Explore the material:
**A)** Quote the Khmer Serei text word for word from "After the Cambodian" to "arrested or killed.".
**B)** In the Khmer Serei text, how many Khmer Serei soldiers defected from South Vietnam to Cambodia in early 1969?

Text excerpt:
In early 1969, five hundred Khmer Serei soldiers defected from South Vietnam to Cambodia. The defectors were welcomed back to Cambodia and were integrated into the Cambodian armed forces. There were two suggested theories about these defections: the first was that Son Ngoc Thanh had order five hundred men to defect so that the Khmer Serei could infiltrate the Cambodian forces and subvert Sihanouk's government; the second was that the defectors were actually employed by the CIA in order to reinforce Lon Nol and his forces when they made their move to depose Sihanouk. The rationale to these defections were never explained by the CIA or Thanh; however, these defectors did support Lon Nol's government to fight against the North Vietnamese forces based in Cambodia. Therefore, the defection of five hundred soldiers should be viewed as a military action that deserves merit. They were effectively used by Lon Nol to reinforce his own forces and later used to strengthen the Cambodian Army in its battle against the North Vietnamese and Khmer Rouge.

However, in the same year, Thanh formally announced the dissolution of the Khmer Serei organisation and pledged support to the Lon Nol government, and was made special councilor to Lon Nol and later as Prime Minister of Cambodia.

==Khmer Serei in the 1970s==

After the Cambodian coup of 1970, the Khmer Serei participated in the Second Indochina War. It was believed that at least three battalions, consisting approximately 1500 Khmer Serei troops re-enforced the US-supported Vietnamese troops in Cambodia. The troops were ready and could be inserted by air into Phnom Penh. Lon Nol saw the elite Khmer Serei troops as a political threat and inserted them into the worst 'meat-grinder' battles and few Khmer Serei soldiers survived these 'suicide missions'.

After the war, Khmer Serei forces remain stunted and underdeveloped. Their efforts to achieve political and economic breakthroughs after the coup proved to be disastrous - instead of political freedom, they found themselves under the direct control of Lon Nol. Many of their leading members were arrested or killed.

Following the 1975 Khmer Rouge victory and the proclamation of Democratic Kampuchea, the few remaining "Free Khmer" operating in the north-west, in the area of the Dangrek Mountains, found themselves mostly in refugee camps along the Thai-Cambodian border, such as Nong Chan and Nong Samet. After the fall of Cambodia in 1975, the Khmer Serei or groups identifying themselves as Khmer Serei became a source of disruption along the Thai-Cambodian border. The Khmer Serei had become highly fractionized and seemingly without an overall leader.

During this period, the Khmer Serei had been reduced to 'a collection of petty warlord movements' that operated along the Thai-Kampuchean frontier. At various intervals during the 1980s, these groups composed of Khmer Rouge and various pro-Sihanouk or pro-Son Sann factions conducted sporadic military activities against President Heng Samrin's Vietnamese-sponsored People's Republic of Kampuchea (PRK). Son Sann was to use some of these former Khmer Serei supporters as the basis of the Khmer People's National Liberation Front movement, formed in 1979.

Dataset entries:
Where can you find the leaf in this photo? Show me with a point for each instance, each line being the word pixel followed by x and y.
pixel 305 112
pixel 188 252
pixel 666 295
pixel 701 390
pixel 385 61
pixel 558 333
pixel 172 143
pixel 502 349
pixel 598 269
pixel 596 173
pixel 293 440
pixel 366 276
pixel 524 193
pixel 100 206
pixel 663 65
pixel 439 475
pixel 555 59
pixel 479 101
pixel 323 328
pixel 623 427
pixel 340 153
==
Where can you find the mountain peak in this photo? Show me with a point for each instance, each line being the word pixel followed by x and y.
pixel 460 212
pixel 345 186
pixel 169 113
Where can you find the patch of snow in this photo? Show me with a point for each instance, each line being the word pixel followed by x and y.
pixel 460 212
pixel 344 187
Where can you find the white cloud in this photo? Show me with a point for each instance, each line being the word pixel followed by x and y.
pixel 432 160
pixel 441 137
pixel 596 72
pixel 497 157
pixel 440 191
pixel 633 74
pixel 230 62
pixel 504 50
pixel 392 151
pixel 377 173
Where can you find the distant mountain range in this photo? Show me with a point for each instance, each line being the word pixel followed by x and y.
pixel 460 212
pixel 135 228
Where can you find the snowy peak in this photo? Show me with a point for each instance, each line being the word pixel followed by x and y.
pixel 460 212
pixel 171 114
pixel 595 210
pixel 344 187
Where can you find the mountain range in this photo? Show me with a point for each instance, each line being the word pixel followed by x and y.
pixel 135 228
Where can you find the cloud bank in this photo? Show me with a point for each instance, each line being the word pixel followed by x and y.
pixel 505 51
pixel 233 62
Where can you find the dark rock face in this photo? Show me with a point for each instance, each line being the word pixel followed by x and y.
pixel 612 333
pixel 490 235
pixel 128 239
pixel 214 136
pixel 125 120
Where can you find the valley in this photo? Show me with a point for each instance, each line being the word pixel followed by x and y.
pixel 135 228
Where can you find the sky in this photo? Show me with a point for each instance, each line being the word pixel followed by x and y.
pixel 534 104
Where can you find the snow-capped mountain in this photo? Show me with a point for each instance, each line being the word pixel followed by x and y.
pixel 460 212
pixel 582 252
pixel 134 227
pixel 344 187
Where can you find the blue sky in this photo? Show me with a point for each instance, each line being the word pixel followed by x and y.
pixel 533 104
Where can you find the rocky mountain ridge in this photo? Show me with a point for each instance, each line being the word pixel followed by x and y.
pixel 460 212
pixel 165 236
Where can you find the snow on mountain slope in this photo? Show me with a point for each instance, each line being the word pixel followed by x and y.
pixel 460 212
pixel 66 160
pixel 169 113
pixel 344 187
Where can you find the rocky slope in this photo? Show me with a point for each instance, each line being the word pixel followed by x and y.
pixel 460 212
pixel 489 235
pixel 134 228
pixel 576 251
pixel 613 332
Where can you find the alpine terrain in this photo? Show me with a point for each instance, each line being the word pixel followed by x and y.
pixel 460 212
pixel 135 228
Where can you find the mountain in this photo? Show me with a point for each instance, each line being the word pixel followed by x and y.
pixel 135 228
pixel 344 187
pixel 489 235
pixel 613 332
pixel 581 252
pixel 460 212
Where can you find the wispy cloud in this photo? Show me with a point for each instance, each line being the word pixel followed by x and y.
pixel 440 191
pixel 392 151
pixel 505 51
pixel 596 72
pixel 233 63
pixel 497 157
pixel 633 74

Replies:
**A)**
After the Cambodian coup of 1970, the Khmer Serei participated in the Second Indochina War. It was believed that at least three battalions, consisting approximately 1500 Khmer Serei troops re-enforced the US-supported Vietnamese troops in Cambodia. The troops were ready and could be inserted by air into Phnom Penh. Lon Nol saw the elite Khmer Serei troops as a political threat and inserted them into the worst 'meat-grinder' battles and few Khmer Serei soldiers survived these 'suicide missions'.

After the war, Khmer Serei forces remain stunted and underdeveloped. Their efforts to achieve political and economic breakthroughs after the coup proved to be disastrous - instead of political freedom, they found themselves under the direct control of Lon Nol. Many of their leading members were arrested or killed.

**B)** Five hundred.